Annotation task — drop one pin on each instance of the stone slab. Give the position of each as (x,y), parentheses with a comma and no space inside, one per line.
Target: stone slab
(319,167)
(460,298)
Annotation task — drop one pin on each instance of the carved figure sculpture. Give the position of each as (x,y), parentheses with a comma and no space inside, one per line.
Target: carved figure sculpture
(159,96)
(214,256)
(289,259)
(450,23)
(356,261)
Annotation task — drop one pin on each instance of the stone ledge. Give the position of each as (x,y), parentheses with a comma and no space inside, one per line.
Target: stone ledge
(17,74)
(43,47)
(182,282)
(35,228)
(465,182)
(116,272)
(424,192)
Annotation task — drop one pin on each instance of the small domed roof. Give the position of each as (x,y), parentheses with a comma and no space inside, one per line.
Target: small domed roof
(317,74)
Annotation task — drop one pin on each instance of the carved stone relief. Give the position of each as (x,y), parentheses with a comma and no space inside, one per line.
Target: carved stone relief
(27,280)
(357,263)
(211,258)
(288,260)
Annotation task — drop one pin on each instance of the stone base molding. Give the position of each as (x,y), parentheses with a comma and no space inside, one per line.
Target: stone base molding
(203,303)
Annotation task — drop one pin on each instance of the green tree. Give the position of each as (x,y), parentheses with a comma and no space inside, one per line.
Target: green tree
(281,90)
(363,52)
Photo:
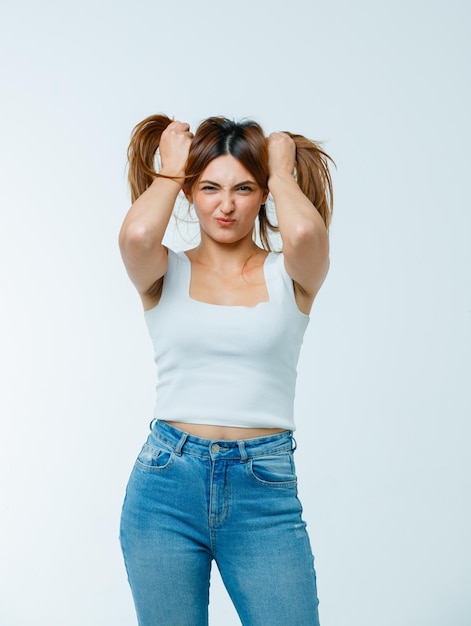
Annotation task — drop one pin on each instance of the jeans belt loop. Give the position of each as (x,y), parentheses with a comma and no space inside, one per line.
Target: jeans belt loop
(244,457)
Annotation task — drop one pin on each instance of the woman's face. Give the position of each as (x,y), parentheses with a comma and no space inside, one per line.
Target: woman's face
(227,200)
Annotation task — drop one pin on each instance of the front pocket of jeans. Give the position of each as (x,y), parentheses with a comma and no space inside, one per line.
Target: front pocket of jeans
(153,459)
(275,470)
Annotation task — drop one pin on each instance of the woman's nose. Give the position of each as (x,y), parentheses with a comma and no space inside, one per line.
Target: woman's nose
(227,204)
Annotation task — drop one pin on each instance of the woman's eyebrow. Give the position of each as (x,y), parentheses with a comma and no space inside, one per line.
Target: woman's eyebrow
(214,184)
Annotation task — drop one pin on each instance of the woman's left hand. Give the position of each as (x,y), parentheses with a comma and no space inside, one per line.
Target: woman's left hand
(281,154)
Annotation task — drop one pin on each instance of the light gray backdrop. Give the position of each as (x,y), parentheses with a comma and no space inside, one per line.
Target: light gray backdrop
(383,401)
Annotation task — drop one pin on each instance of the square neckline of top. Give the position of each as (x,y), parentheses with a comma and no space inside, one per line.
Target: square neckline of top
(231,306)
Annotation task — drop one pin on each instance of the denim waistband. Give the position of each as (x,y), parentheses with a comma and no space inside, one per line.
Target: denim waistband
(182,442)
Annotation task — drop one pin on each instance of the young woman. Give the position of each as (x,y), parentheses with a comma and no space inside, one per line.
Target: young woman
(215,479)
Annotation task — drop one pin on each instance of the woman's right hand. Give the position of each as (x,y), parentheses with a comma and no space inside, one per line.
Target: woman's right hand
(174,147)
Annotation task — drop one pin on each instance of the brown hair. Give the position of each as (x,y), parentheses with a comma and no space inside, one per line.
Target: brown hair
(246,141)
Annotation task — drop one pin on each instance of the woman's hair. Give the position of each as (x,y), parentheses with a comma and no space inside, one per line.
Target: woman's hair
========
What is expected -> Reproduce all of the records above with every "drop one pin" switched to "place a single marker" and nothing else altered, leaving out the pictures.

Answer below ->
Annotation task — place a single marker on each instance of the stone slab. Give the position of each as (x,y), parentheses with a comma and no space inside, one per line.
Target: stone slab
(319,167)
(460,298)
Annotation task — place a single marker on each instance of the carved figure sculpture. Give the position of each as (x,y), parentheses with a comma and no space inside, one per line.
Target: carved figure sculpture
(159,96)
(214,256)
(289,259)
(450,23)
(356,261)
Annotation task — place a single marker on each instance of the stone ledge. Give the position of each as (x,y), parentheses with a comma and no space inside, one per line.
Target: stone ledge
(17,74)
(43,47)
(182,282)
(35,228)
(465,182)
(116,272)
(424,192)
Annotation task — place a single marker on each instance of the small domed roof. Give the position of each as (x,y), parentheses with a comma and no space inside, one per line.
Target: small domed roof
(317,74)
Annotation task — place a single marker on each instance of the carved stone relief. Give the position of each as (x,y), parentheses with a comma and no space inside, one per line.
Target: carved stone relief
(27,280)
(357,263)
(211,258)
(288,260)
Annotation task — place a single marker on each instance of the stone base molding. Give the position of each as (x,y), parentheses with a comma and no space inside, one per line.
Target: stone base molding
(203,303)
Annotation task — place a single marker on each instance of the green tree. Give the position of each as (x,y), parentheses with a comma and no space inside, one per line.
Target: green tree
(281,90)
(363,52)
Photo:
Annotation task — place a single marker on each instance of the jeans belt loop. Give the position of each as (x,y), parentheses with a comma and no space inside, one per line.
Target: jeans belt loop
(244,457)
Annotation task — place a single marker on each instance of the woman's face. Give the position of each as (x,y), parentheses with a comma and no space inside, one per line.
Target: woman's face
(227,200)
Annotation task — place a single marker on each instance of the front pocket of jeans. Give the position of each as (x,y), parentheses with a comma and no space inside, one per line.
Target: front pocket of jeans
(153,459)
(275,470)
Annotation task — place a single marker on each instance of the woman's nose. Give the position of each as (x,y), parentheses with a comma and no space inside, one per line.
Target: woman's nose
(227,204)
Annotation task — place a single marker on each instance of the woman's eyebrow. Give the position of each as (x,y), parentheses with a comma and no space inside, one per line.
Target: woman's eyebrow
(214,184)
Annotation task — place a single marker on each instance of the woman's left hand. Give the position of each as (x,y), parentheses with a comma and no space inside, one per line.
Target: woman's left hand
(281,154)
Annotation task — place a single marker on each instance of the light gray backdrop. Give the position of each as (x,y), parentheses with a comma and no space inside, one per line.
Target: light gray backdrop
(383,401)
Annotation task — place a single marker on each instance of the square neckline of top. Give the position of each as (x,y), parentheses with a comma and no space inside, one per line.
Target: square neckline of top
(231,306)
Annotation task — place a single marker on each instance of the denim waistband. Give the position of each as (x,y), parentheses with a comma and no space inside, one per line.
Target: denim waistband
(182,442)
Annotation task — place a single marker on each instance of the young woman. Give the position of each as (x,y), parentheses with a comma and no space inside, one per line.
Target: young woman
(215,479)
Annotation task — place a single marker on each instance of the woman's right hand. Give the position of each as (x,y), parentheses with a comma and no space inside, one per line.
Target: woman's right hand
(174,147)
Annotation task — place a single marker on each instance of the brown hair. Give the position of each as (x,y), parentheses with a comma and no space inside, one per line.
Target: brown hair
(246,141)
Annotation task — place a single marker on each instance of the woman's hair. Give the position of each as (x,y), parentheses with a comma and no space inside, one per line.
Target: woman's hair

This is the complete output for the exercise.